** Begin **

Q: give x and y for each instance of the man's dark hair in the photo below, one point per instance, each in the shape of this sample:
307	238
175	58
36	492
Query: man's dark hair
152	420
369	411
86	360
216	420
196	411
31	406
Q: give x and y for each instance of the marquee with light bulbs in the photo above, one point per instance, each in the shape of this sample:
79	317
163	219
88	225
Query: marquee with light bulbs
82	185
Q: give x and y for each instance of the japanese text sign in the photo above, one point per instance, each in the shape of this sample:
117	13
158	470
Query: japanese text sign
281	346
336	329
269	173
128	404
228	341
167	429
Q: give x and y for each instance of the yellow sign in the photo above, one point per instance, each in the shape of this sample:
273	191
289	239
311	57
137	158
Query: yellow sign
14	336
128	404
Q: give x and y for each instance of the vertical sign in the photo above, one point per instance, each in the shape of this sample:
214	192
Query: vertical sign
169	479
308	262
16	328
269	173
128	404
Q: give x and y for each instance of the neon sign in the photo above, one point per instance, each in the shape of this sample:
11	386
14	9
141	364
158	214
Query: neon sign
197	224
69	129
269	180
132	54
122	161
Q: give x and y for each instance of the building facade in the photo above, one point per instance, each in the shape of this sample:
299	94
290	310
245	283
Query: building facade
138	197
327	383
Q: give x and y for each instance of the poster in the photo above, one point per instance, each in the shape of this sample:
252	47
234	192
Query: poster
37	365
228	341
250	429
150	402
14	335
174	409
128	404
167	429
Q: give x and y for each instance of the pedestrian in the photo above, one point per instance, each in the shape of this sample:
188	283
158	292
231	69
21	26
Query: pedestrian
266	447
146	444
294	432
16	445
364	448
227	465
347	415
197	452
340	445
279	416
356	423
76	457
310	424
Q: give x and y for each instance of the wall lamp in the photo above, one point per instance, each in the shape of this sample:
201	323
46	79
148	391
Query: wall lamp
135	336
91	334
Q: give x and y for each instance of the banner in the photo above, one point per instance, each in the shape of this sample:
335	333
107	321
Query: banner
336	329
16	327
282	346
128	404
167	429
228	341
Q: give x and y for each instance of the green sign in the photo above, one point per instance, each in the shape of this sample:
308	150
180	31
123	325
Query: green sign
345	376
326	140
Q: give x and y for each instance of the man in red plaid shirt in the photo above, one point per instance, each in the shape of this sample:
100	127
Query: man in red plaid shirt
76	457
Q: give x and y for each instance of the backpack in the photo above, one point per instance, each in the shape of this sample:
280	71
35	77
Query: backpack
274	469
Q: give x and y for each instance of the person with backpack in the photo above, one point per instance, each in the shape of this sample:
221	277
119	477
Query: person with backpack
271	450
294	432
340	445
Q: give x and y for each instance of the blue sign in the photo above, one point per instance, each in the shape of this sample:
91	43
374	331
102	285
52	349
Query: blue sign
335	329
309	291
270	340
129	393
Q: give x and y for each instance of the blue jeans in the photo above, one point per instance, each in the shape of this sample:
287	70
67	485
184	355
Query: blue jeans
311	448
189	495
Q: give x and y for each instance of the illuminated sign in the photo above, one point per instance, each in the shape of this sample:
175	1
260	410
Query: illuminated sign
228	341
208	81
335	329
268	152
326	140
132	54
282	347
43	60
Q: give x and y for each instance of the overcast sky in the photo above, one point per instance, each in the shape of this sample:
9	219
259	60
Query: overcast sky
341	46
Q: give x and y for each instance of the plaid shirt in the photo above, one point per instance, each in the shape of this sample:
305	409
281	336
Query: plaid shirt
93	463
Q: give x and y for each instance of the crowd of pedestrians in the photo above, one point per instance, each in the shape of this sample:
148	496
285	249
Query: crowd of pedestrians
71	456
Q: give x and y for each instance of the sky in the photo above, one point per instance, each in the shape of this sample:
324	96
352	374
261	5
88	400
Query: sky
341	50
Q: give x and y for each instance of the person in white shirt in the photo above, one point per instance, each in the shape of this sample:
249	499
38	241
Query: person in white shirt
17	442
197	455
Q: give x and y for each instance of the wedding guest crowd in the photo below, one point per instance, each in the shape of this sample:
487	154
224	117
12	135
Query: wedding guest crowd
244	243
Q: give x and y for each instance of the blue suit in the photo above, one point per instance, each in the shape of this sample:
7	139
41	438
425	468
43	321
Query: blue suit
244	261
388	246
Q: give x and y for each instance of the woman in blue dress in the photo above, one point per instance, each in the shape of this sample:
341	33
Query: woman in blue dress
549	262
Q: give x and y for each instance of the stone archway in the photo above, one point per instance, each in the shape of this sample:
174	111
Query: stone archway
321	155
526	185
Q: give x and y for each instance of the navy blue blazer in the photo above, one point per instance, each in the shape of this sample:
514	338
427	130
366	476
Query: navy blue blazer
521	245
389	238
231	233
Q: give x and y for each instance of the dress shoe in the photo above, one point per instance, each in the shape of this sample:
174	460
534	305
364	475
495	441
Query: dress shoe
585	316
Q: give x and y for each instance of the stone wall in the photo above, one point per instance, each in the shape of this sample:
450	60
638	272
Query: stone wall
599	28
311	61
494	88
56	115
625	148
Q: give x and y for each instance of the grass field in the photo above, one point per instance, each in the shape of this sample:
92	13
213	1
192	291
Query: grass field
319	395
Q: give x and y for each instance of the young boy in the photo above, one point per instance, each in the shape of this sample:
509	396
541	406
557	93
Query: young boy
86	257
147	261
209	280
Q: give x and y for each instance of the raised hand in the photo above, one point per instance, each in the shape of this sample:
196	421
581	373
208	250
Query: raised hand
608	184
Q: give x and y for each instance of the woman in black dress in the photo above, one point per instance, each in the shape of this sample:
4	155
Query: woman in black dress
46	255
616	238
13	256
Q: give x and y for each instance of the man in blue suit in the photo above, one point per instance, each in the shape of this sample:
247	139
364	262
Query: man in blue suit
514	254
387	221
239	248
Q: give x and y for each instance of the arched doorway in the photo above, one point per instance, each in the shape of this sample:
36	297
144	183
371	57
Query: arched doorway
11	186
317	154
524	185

** End **

Task to carry out: Rewrite the whole listing, putting "in the format of this sample" wherever "in the shape of this sample" appears and leaving everything else the same.

Written response:
Q: give x and y for each instance of the man's dark hair in the photo below, one point per instance, each in the format of this sample:
307	238
175	58
36	492
Query: man's dark hair
152	420
369	411
86	360
216	420
196	411
31	406
Q: give x and y for each instance of the marquee with light bulbs in the photo above, one point per instance, each in the format of this sample:
79	317
163	219
88	225
Query: marquee with light bulbs
82	185
Q: give x and y for each instance of the japanese text sign in the photo above, one point per instance, each in the format of this sample:
117	13
158	470
Query: japanese text sign
281	346
336	329
269	173
128	404
228	341
167	429
Q: give x and y for each instance of the yellow sign in the photo above, one point per instance, each in the format of this sample:
273	191
289	239
311	57
137	158
Query: yellow sign
14	336
128	404
Q: give x and y for each instance of the vertical sign in the photo above, one point per instance, each in the format of this sample:
214	192
Query: vertical sign
169	479
308	262
16	328
269	173
128	404
Q: give x and y for each instance of the neon sign in the photo above, one point per instance, each in the format of this sample:
11	386
14	9
141	364
158	214
Query: neon sign
197	224
69	129
269	180
132	54
122	161
Q: give x and y for each instance of the building facade in the photo above, one point per instance, each in the format of this sample:
299	94
290	310
245	283
Query: building facade
138	197
327	383
Q: give x and y for each instance of the poster in the photo above, one point per instance, each in the format of this sample:
252	47
234	192
Query: poster
37	365
228	341
250	429
150	402
14	335
174	409
128	404
167	429
Q: give x and y for each instance of the pedestrian in the photo above, one point per instance, each in the format of this sample:
188	283
158	292
231	69
21	26
Query: pedestrian
266	447
146	444
294	432
16	445
364	448
227	465
347	415
197	452
340	445
279	416
356	423
76	457
310	424
Q: give x and y for each instance of the wall lamp in the photo above, one point per instance, each in the format of this sample:
201	323
46	79
148	391
Query: wall lamp
135	336
91	334
Q: give x and y for each instance of the banner in the photo above, one point per instance, each in the format of this sample:
335	333
107	321
Query: banner
336	329
16	327
282	346
128	404
167	429
228	341
Q: give x and y for each instance of the green sign in the photo above, one point per instance, each in the format of this sample:
308	150
180	31
123	325
Query: green sign
345	376
326	140
Q: give x and y for each instance of the man in red plaid shirt in the photo above, one point per instance, each in the format of this sample:
100	127
Query: man in red plaid shirt
76	457
Q: give x and y for each instance of the backpack in the photo above, one point per instance, each in the format of this sample:
280	71
35	77
Query: backpack
274	469
Q: give x and y for each instance of the person with backpack in the photo above, one point per instance, each in the format of this sample:
221	277
119	477
Query: person with backpack
271	450
294	432
340	445
Q: give x and y for each instance of the blue sign in the photo above, one point per instance, each in the format of this sample:
91	43
374	331
102	285
52	349
Query: blue sign
335	329
309	291
270	340
129	393
Q: give x and y for each instance of the blue jeans in the photo above, one point per instance, each in the format of this sample:
287	70
67	485
184	355
Query: blue jeans
311	448
189	495
Q: give x and y for each instance of the illuminated sign in the photo above, one point per instance, each in the format of this sample:
175	1
260	410
Query: illuminated sign
228	341
208	81
335	329
268	152
326	140
132	54
282	347
43	60
Q: give x and y for each instance of the overcast sky in the photo above, one point per instance, each in the format of this sample:
9	219
259	60
Query: overcast sky
341	46
Q: give x and y for each instance of the plaid shirt in the photo above, one point per instance, each in the format of this sample:
305	409
281	336
Query: plaid shirt
93	463
Q: give x and y for each instance of the crowd of pedestrians in the photo above, one point per instance, each in the format of this sample:
148	496
285	249
Query: crowd of pedestrians
71	456
Q: give x and y for each instance of the sky in the photo above, one point per instance, each in the format of this sample:
324	96
352	374
261	5
88	400
Query: sky
341	50
Q: give x and y for each instance of the person in white shirt in the photo above, one point per instance, each in the format of this sample:
249	499
38	241
Query: person in white shirt
17	442
197	455
Q: give x and y for each instance of the wedding guest crowd in the photo below, one point per instance, each in the format of this sample:
487	154
224	117
12	135
Query: wedding guest crowd
244	243
Q: give x and y for each instance of the blue suit in the photo above, one point per instance, each in the format of this sample:
7	139
41	438
425	468
43	321
Query: blue suit
244	261
388	246
Q: give x and y for each instance of the woman in blue dress in the photo above, one point per instance, each in the format of this sample:
341	33
Query: woman in blue dress
549	262
Q: give x and y for each instance of the stone archway in the photo above, one point per instance, each in the format of this sample:
174	111
Query: stone archway
321	155
526	185
Q: give x and y for each instance of the navy blue blazer in the photo above, one point per instance, each in the format of this sample:
514	338
427	130
366	476
Query: navy blue blazer
521	245
389	238
231	233
Q: give x and y for each instance of the dress shoe in the photo above, one point per instance, each in the format of this sample:
174	460
534	305
364	475
495	441
Query: dress shoe
585	316
Q: give x and y for each instance of the stone wall in the photo above, one point per instance, each in the format of this sample:
450	60
638	272
Query: stone wall
599	28
311	61
494	88
56	115
625	148
Q: give x and y for each instance of the grass field in the photo above, one point per instance, each in the format of this sample:
92	13
213	1
192	291
Query: grass field
319	395
Q: give x and y for each instance of the young boy in the photo above, one point per instance, each in the format of this sample:
509	396
541	406
557	93
Query: young boy
86	257
147	261
209	280
Q: give x and y for each instance of the raised hand in the photo above, one point per instance, each in the format of this sample:
196	421
581	373
208	250
Query: raised hand
608	184
Q: give x and y for each instance of the woman in black dress in the photo above, one point per instance, each in the format of this sample:
4	155
Query: woman in black dress
46	255
616	238
13	256
Q: give x and y for each instance of the man in blue suit in the photo above, one point per instance, each in the format of this sample:
247	139
364	262
Query: man in blue suit
514	254
387	221
239	248
Q: give x and y for each instance of the arched doorway in the photo above, one point per instance, each in the format of this sample:
36	297
144	183
371	57
Query: arched doorway
11	186
317	154
524	185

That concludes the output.